For the data below, retype word for word the lines from the one containing "Point out the railway" through the one containing "the painted child"; drop the pictures.
[Input data — start]
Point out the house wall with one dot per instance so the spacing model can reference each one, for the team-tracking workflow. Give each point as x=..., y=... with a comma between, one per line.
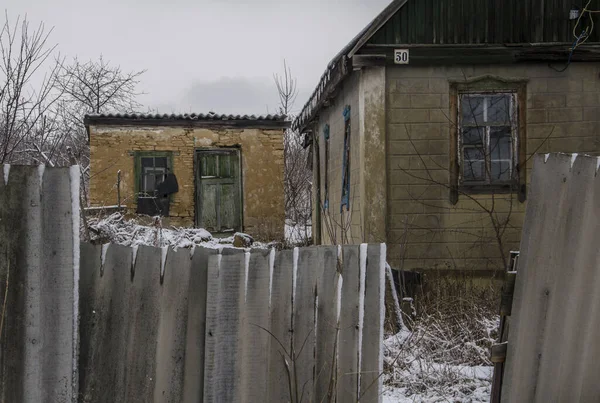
x=563, y=112
x=348, y=223
x=262, y=170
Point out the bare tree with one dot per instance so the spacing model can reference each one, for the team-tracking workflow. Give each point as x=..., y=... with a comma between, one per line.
x=90, y=87
x=297, y=181
x=27, y=124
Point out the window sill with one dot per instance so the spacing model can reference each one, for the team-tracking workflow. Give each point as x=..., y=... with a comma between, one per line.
x=487, y=189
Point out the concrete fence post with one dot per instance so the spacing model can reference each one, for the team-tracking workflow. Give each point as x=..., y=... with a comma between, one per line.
x=39, y=273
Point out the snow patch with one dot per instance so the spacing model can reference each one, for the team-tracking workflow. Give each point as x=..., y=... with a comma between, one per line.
x=361, y=302
x=294, y=277
x=116, y=229
x=573, y=158
x=75, y=217
x=41, y=169
x=271, y=270
x=104, y=250
x=6, y=173
x=246, y=271
x=164, y=251
x=382, y=263
x=134, y=250
x=338, y=297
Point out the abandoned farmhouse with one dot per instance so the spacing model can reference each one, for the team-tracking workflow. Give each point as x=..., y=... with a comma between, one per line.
x=220, y=172
x=423, y=126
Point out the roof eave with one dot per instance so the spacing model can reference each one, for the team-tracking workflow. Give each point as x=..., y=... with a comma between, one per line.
x=347, y=52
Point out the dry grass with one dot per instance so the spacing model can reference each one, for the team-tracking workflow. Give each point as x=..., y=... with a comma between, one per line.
x=443, y=354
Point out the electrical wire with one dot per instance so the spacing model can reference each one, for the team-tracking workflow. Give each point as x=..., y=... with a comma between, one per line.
x=581, y=38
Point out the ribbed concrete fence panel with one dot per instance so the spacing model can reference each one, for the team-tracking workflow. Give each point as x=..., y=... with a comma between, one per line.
x=553, y=354
x=109, y=323
x=39, y=259
x=232, y=325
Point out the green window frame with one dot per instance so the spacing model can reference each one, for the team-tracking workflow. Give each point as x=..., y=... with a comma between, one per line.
x=144, y=173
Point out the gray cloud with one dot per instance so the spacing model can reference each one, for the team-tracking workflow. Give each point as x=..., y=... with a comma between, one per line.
x=187, y=46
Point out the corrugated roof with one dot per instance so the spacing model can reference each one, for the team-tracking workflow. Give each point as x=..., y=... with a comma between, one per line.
x=337, y=69
x=191, y=117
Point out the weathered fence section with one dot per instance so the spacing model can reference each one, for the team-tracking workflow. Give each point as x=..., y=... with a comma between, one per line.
x=231, y=325
x=553, y=354
x=39, y=258
x=108, y=323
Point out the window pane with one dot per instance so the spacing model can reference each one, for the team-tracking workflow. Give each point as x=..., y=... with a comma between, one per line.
x=501, y=153
x=147, y=162
x=225, y=166
x=472, y=109
x=501, y=170
x=151, y=178
x=160, y=162
x=474, y=136
x=148, y=184
x=159, y=178
x=474, y=164
x=498, y=109
x=209, y=165
x=500, y=143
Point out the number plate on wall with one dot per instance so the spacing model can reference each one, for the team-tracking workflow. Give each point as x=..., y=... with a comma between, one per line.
x=401, y=56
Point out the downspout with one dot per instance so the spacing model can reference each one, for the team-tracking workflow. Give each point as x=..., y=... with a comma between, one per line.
x=316, y=208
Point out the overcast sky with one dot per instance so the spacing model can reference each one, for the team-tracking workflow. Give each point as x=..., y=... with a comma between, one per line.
x=203, y=55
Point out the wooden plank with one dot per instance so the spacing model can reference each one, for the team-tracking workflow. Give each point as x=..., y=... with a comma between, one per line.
x=303, y=322
x=347, y=379
x=256, y=320
x=228, y=358
x=193, y=383
x=212, y=299
x=371, y=381
x=280, y=342
x=172, y=327
x=327, y=326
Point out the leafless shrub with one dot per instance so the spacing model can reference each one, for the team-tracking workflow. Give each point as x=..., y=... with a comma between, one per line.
x=297, y=175
x=444, y=351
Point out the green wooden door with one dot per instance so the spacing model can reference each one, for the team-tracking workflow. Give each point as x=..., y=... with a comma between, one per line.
x=218, y=198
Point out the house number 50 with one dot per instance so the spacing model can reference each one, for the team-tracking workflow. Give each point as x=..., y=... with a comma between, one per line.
x=401, y=56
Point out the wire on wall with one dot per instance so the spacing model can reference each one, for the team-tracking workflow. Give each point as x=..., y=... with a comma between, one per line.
x=582, y=36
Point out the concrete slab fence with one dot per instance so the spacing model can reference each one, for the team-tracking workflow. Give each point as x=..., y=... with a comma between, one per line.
x=553, y=353
x=120, y=324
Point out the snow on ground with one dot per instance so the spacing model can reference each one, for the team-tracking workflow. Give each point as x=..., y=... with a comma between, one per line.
x=296, y=233
x=117, y=229
x=415, y=377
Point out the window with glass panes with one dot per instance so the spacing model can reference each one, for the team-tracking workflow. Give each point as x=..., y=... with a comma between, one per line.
x=487, y=137
x=153, y=172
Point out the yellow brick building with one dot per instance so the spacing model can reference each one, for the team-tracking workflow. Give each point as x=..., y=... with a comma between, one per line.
x=220, y=172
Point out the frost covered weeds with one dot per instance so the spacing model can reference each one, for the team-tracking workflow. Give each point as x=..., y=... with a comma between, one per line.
x=443, y=354
x=115, y=228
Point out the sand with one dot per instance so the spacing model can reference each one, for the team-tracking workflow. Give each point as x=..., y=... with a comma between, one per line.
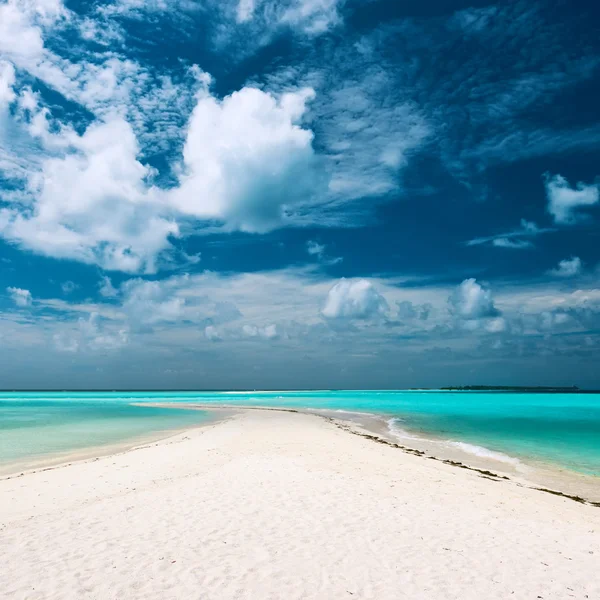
x=278, y=505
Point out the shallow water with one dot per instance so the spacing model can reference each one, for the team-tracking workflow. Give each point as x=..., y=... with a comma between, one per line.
x=563, y=429
x=32, y=429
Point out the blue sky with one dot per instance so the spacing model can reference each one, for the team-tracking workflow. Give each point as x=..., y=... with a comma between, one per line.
x=299, y=193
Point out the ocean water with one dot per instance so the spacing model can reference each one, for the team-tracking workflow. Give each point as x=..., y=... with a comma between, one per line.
x=35, y=429
x=563, y=429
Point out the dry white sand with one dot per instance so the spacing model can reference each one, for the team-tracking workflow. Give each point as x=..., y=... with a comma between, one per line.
x=283, y=506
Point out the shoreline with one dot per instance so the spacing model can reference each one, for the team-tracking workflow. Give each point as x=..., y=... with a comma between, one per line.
x=579, y=487
x=551, y=479
x=269, y=504
x=11, y=470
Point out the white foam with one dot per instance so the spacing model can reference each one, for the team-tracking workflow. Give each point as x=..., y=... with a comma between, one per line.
x=397, y=431
x=485, y=453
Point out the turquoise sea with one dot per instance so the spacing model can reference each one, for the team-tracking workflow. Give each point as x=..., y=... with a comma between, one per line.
x=563, y=429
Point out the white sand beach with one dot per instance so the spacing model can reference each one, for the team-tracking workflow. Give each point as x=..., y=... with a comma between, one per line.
x=273, y=505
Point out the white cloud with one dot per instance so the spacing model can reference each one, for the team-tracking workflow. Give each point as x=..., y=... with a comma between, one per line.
x=68, y=287
x=20, y=296
x=244, y=10
x=569, y=267
x=354, y=299
x=268, y=332
x=7, y=80
x=564, y=201
x=151, y=302
x=247, y=161
x=93, y=204
x=471, y=301
x=21, y=26
x=107, y=289
x=211, y=333
x=512, y=244
x=91, y=334
x=314, y=248
x=496, y=325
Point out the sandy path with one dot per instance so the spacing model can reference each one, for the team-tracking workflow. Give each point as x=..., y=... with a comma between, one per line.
x=279, y=505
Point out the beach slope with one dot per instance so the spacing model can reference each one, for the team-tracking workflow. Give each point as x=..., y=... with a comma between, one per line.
x=275, y=505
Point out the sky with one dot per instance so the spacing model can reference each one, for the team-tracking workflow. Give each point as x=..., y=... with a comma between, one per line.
x=299, y=194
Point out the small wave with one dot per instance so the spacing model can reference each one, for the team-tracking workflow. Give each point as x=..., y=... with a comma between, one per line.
x=347, y=412
x=485, y=453
x=398, y=431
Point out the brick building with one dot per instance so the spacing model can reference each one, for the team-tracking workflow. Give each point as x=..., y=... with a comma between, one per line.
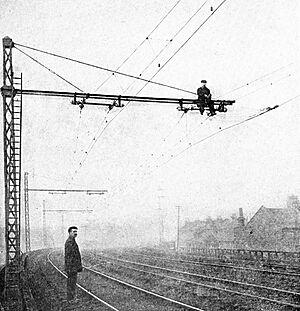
x=272, y=229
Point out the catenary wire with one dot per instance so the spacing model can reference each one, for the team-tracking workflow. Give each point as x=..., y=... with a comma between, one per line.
x=174, y=36
x=168, y=44
x=158, y=72
x=255, y=80
x=53, y=72
x=189, y=38
x=268, y=109
x=105, y=69
x=147, y=38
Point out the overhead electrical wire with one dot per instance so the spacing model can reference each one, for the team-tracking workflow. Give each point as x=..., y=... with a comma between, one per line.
x=266, y=110
x=146, y=38
x=53, y=72
x=189, y=38
x=105, y=69
x=174, y=36
x=255, y=80
x=169, y=43
x=184, y=139
x=149, y=81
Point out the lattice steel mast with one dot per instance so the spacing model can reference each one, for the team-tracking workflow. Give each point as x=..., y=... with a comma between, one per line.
x=26, y=212
x=12, y=126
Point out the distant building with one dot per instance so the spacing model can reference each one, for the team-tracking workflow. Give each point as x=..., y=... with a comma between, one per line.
x=269, y=229
x=208, y=233
x=272, y=229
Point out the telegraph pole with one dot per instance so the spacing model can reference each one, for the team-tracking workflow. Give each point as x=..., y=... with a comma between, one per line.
x=178, y=224
x=44, y=225
x=26, y=214
x=161, y=220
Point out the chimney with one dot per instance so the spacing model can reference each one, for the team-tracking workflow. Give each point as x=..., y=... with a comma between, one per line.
x=241, y=219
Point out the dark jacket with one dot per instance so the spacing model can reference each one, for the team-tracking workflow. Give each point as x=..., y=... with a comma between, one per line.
x=72, y=257
x=203, y=91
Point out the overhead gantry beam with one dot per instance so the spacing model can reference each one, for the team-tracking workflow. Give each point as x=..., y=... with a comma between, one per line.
x=117, y=98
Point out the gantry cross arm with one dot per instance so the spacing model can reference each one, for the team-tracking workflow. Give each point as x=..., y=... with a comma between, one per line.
x=117, y=98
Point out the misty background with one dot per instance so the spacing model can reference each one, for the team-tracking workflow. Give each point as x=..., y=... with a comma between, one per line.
x=247, y=51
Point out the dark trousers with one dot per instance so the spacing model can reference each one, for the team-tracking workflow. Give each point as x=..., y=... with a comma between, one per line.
x=71, y=285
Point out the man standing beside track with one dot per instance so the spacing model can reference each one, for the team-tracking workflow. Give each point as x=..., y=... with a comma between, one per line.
x=72, y=262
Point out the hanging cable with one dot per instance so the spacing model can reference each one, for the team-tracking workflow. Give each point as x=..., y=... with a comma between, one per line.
x=255, y=80
x=106, y=69
x=147, y=38
x=169, y=43
x=266, y=110
x=149, y=81
x=173, y=38
x=53, y=72
x=175, y=53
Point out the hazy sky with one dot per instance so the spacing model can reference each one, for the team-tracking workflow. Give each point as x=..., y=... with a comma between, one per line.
x=251, y=46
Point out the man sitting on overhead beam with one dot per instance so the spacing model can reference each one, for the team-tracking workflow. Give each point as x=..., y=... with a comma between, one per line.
x=204, y=99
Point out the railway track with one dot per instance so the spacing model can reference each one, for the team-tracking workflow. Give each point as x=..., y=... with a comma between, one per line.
x=270, y=295
x=121, y=295
x=273, y=268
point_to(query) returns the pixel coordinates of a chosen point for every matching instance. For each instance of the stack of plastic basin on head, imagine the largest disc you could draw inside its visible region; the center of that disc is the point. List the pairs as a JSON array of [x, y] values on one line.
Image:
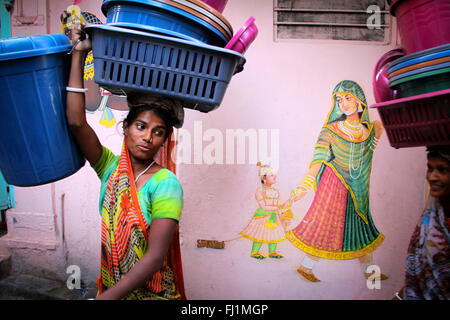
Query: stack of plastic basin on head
[[421, 72], [36, 146], [190, 20], [173, 48], [412, 84]]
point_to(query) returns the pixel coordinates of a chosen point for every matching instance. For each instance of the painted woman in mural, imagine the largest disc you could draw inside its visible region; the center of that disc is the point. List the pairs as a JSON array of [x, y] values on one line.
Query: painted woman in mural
[[266, 225], [338, 224]]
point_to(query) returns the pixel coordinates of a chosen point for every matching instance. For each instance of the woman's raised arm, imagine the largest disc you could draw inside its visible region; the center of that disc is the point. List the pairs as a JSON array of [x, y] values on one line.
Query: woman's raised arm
[[76, 115]]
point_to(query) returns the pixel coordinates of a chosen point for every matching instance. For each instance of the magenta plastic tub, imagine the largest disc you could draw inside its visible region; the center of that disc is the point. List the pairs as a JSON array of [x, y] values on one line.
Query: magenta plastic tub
[[422, 24], [244, 37], [219, 5]]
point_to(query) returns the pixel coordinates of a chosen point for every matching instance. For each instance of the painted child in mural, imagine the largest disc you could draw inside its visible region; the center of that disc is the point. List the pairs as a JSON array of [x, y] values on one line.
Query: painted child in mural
[[338, 224], [268, 222]]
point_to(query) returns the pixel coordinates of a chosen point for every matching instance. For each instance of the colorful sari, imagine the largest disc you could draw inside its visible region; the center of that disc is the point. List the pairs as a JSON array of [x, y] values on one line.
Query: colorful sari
[[428, 262], [126, 220], [338, 225]]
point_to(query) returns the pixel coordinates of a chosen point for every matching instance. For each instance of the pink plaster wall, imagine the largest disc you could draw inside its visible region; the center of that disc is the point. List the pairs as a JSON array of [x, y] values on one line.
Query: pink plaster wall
[[285, 86]]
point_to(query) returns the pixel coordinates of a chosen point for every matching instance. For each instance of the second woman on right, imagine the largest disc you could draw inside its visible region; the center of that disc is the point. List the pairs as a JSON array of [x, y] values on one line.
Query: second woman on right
[[338, 224]]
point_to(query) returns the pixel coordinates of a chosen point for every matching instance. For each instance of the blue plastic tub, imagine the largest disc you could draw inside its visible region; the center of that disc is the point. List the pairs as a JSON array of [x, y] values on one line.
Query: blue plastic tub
[[127, 61], [162, 17], [36, 146]]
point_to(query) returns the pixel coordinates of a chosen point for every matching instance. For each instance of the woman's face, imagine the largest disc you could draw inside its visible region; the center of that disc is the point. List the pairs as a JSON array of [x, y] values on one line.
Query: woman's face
[[438, 176], [347, 102], [145, 135]]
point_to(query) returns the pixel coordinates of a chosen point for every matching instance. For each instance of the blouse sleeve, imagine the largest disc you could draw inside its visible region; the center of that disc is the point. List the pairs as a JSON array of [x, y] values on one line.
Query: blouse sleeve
[[167, 199], [106, 160]]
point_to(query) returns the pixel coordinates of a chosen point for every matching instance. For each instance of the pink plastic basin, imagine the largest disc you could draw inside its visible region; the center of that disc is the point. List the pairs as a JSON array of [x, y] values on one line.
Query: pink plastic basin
[[219, 5], [422, 24], [380, 81], [244, 37]]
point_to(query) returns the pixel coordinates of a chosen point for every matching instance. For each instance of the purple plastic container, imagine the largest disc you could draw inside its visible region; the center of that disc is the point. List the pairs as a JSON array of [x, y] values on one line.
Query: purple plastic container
[[422, 24]]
[Input data — finish]
Written solution.
Point out the railway track with one dot per instance so the spacing model can reference each one, for the team-tracking workflow. Give each point as x=..., y=... with a comma between, one per line.
x=270, y=295
x=121, y=295
x=273, y=268
point_to(query) returns the pixel coordinates of a chosen point for every matching instance. For each instance of the stack of plastic basin on head, imagine the largest disc you could draw inside its visible region; the center of that disc is the point. List the pairs as a JSON array of [x, y] values on one line.
Image:
Query: stack of plastic basin on head
[[421, 72], [36, 146], [190, 20], [173, 48], [412, 84]]
point_to(query) returns the pixel coordinates of a chosen point for every matching instance. For each instance of the painted woman in mural, imagine the largest disc you could draw inside its visible region; the center of that disc is the point. List the pairs as a JSON array of [x, y] values on one line.
Query: painted woman in mural
[[266, 225], [338, 224]]
point_to(query) returns the pixel coordinates of a chosen point for every matching instance. For each instance of the woman's raised arm, imagine the largest disc you could draw inside its visible region; the center of that disc is the point. List the pairs as a JSON array of [x, y] values on one line.
Query: woman's raised arm
[[76, 115]]
point_to(query) returns the pixel coordinates of a chosen point for every matching instance. For each instance of the magenta plastic tub, imagine the largest disc you could draw inside its visible region; the center of that disc is the point. List the pairs as a JSON array of [x, y] values on one line.
Query: magenta plastic tub
[[422, 24], [244, 37], [219, 5]]
point_to(query) returns the pixel coordinates of a chosen point for every matching instance. For each instance of the painted child in mural, imagine the largest disc you could draw inside its visible region; the center of that disc is the point. List the pairs as a JSON array of [x, y] values on one line.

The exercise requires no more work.